## START EXERCISE DATA
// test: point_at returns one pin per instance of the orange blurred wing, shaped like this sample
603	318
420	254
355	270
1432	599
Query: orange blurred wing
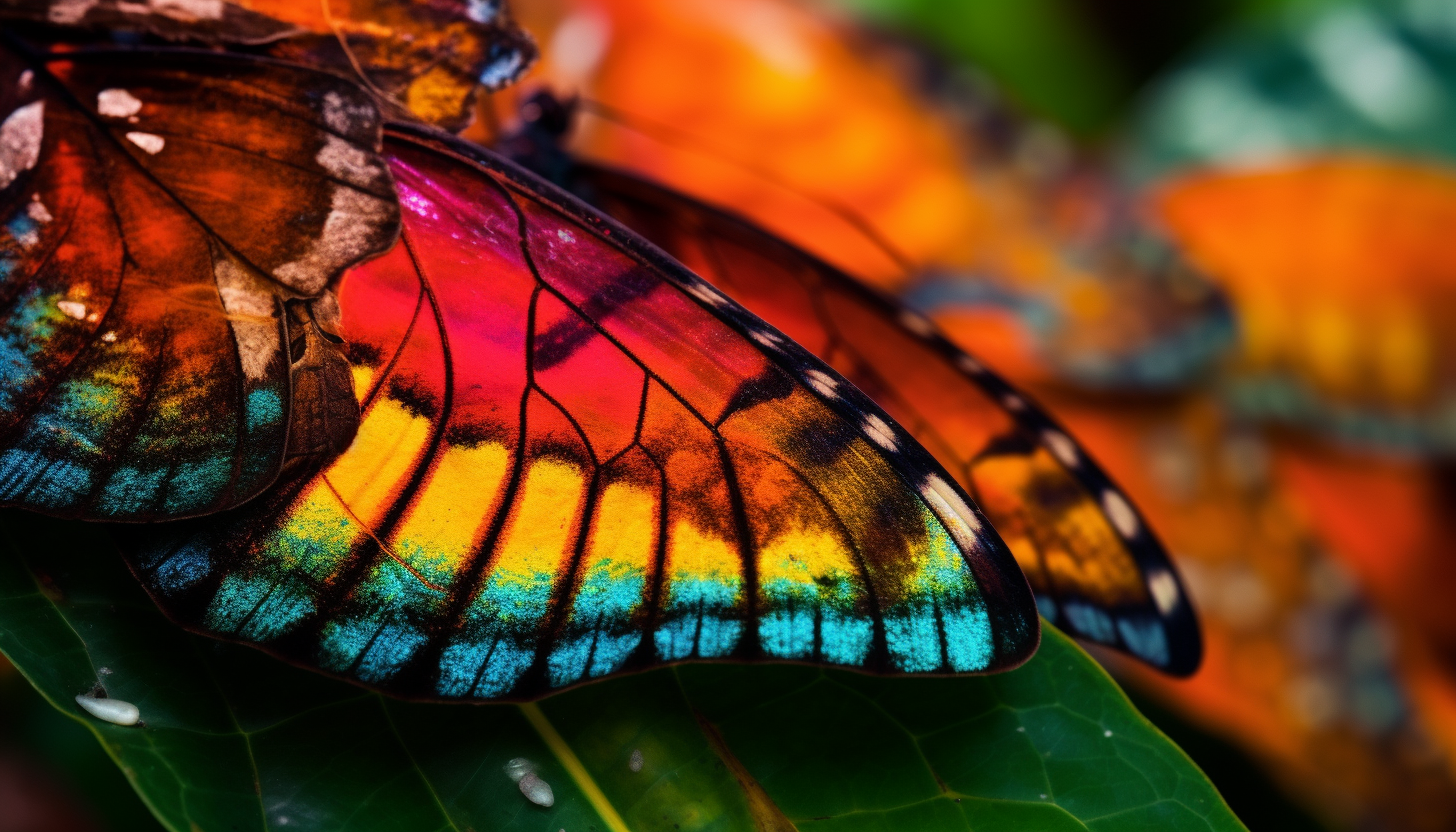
1094	564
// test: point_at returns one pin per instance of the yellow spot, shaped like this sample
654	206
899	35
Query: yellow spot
1404	357
804	554
625	531
695	555
372	471
318	534
540	529
447	516
1330	346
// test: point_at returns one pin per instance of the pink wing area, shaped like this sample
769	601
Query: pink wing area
577	458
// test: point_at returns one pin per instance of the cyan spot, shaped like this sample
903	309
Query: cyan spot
845	638
264	410
967	637
913	640
1145	638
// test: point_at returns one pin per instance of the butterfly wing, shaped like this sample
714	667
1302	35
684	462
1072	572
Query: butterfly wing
1095	567
214	22
171	232
428	57
577	458
1344	281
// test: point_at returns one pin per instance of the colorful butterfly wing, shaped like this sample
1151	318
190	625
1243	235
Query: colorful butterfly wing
172	226
1095	567
428	57
577	458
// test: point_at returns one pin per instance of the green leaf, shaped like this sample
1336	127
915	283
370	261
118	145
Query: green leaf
1041	50
238	740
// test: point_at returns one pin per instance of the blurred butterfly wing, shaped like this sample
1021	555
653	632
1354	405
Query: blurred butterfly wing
428	57
578	458
171	228
1095	567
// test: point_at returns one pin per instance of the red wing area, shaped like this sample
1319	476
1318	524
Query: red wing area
1095	567
577	458
159	217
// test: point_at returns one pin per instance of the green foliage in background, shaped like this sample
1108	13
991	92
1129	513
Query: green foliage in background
1078	63
238	740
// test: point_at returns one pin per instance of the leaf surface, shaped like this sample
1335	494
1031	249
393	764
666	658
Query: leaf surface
235	739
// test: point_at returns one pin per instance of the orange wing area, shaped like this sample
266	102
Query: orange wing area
722	82
816	133
1094	564
428	57
206	22
166	225
1299	665
1344	280
577	458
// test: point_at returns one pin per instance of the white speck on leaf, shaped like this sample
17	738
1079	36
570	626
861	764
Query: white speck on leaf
536	790
114	711
519	767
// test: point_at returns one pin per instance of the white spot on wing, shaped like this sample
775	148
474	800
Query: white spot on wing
109	710
821	382
117	102
69	12
1060	446
1120	513
918	324
149	142
188	10
768	338
21	140
249	305
578	44
482	10
954	513
1164	589
706	293
880	432
354	216
351	163
344	117
38	212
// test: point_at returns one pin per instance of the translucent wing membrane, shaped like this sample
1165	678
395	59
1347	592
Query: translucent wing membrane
171	229
1095	567
577	458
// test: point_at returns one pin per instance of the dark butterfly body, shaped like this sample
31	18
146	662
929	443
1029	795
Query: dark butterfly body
1095	567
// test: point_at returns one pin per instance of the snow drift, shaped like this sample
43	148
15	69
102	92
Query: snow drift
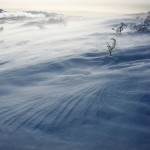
59	89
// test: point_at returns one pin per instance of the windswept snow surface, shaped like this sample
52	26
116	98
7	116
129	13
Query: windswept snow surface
59	89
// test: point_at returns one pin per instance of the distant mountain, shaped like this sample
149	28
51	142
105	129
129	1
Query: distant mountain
47	14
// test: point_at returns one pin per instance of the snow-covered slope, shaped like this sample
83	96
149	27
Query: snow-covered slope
59	89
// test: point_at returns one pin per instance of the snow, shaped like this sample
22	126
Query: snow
60	89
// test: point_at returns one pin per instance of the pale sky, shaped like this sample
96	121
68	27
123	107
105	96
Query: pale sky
79	6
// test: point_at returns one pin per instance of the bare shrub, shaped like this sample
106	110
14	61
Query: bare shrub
111	47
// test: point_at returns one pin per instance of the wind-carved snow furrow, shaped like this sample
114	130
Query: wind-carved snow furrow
78	108
13	118
40	112
55	108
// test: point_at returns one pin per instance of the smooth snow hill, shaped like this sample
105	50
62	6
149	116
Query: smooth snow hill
59	89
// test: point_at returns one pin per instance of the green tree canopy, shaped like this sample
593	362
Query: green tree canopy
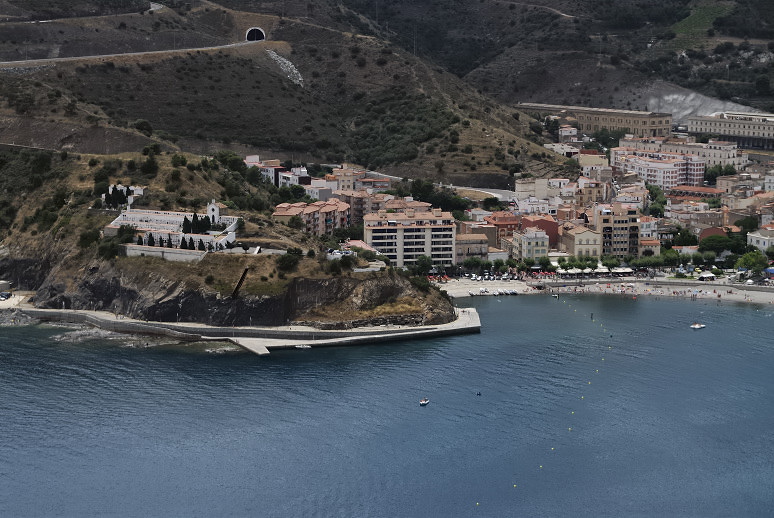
754	261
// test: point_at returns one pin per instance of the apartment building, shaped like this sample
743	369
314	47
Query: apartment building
620	228
590	120
580	241
403	237
471	245
666	170
748	130
714	152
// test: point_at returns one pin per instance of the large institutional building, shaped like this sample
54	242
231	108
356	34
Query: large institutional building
749	130
590	120
714	152
404	236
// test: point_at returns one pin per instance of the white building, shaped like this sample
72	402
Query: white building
714	152
403	237
157	225
761	239
667	170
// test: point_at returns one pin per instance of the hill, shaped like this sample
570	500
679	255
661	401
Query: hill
310	93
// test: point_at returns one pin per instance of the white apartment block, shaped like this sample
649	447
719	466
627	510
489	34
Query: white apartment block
403	237
667	170
761	239
715	152
530	243
533	205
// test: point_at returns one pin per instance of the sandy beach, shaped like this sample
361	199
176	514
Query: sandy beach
719	291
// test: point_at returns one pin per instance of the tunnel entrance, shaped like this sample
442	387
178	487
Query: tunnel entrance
255	34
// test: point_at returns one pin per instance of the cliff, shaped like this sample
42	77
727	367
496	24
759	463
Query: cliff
136	289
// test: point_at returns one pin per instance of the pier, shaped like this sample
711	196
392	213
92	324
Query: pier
261	340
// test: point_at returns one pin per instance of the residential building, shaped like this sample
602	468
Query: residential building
580	241
590	120
567	133
620	229
471	245
403	237
665	170
748	130
505	222
565	150
544	222
650	247
530	243
319	218
761	239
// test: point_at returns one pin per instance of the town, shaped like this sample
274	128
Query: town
649	202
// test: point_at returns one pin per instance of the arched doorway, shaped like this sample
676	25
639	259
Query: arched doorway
255	34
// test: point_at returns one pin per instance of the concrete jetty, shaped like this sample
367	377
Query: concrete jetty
260	340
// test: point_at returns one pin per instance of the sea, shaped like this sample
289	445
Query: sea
582	405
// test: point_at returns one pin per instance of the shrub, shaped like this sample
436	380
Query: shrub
287	262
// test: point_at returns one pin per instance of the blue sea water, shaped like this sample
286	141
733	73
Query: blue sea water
674	422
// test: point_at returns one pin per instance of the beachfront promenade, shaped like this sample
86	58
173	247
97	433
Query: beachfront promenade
720	290
259	340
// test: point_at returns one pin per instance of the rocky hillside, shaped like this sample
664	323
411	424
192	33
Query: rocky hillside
150	290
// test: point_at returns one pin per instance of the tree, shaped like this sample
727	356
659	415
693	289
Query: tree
685	237
754	261
491	203
287	262
423	265
296	222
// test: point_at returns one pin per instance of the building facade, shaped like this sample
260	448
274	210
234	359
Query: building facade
402	237
748	130
590	120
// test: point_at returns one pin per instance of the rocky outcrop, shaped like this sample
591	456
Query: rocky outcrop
101	286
## END EXERCISE DATA
## DIRECTION
Repeat word for word the lines running from the line containing "beach, shaped like this sample" to the end of the entries above, inclusive.

## TASK RESULT
// test: point_at returns one pin per instance of the sandy beach, shaped like this sample
361	199
176	514
Query: sandy beach
719	291
// test: point_at returns one pin per instance of the tunnel entrance, shaped like this sample
442	387
178	487
Query: tunnel entrance
255	34
// test: point_at returns one pin per instance of the cliff, shaped like this sample
42	77
727	367
496	24
759	463
Query: cliff
136	289
// test: point_at returns one pin per instance of the pier, shaped like this sample
711	196
392	213
92	324
Query: pier
261	340
// test: point_at returns one pin per instance of the residential building, shaped like this sample
602	468
Query: residential building
580	241
590	120
567	133
620	229
471	245
403	237
665	170
748	130
505	222
565	150
544	222
650	247
530	243
319	218
761	239
// test: point_at returns one pin per instance of the town, shaped like this sample
274	128
Query: town
649	202
// test: point_at returns one pin per instance of the arched doorway, shaped like this sample
676	25
639	259
Query: arched doorway
255	34
// test: point_at returns one pin per instance of the concrete jetty, shaped like this sample
367	377
Query: concrete jetty
260	340
// test: point_at returns one pin per instance of the sea, shaped like this sample
289	445
Query: sea
582	405
// test: point_at returns one pin per instance of the shrub, shaped like this sample
436	380
Query: shrub
287	262
// test: point_at returns one pin per instance of the blue sea water, shaped like this sample
286	141
733	73
Query: blue sea water
674	422
// test: point_at returns one pin per instance of the beachfront promenade, shaped like this sample
86	58
173	247
97	433
Query: beachfront promenade
720	290
259	340
// test: point_at returns one pin per instance of the rocky hillside, shaped like this sample
664	323
411	424
192	33
Query: rocky hillside
150	290
// test: point_at returns one pin per instance of the tree, shaped like this sample
727	356
659	415
693	289
Query: tree
685	237
754	261
491	203
287	262
423	265
296	222
// test: point_at returns one pin per instance of the building facade, shaped like this sample
260	448
274	210
234	359
Query: building facade
402	237
748	130
590	120
// test: point_at returns one pin per instance of the rocky outcrop, shaped like this sample
591	456
Query: rocky outcrop
101	286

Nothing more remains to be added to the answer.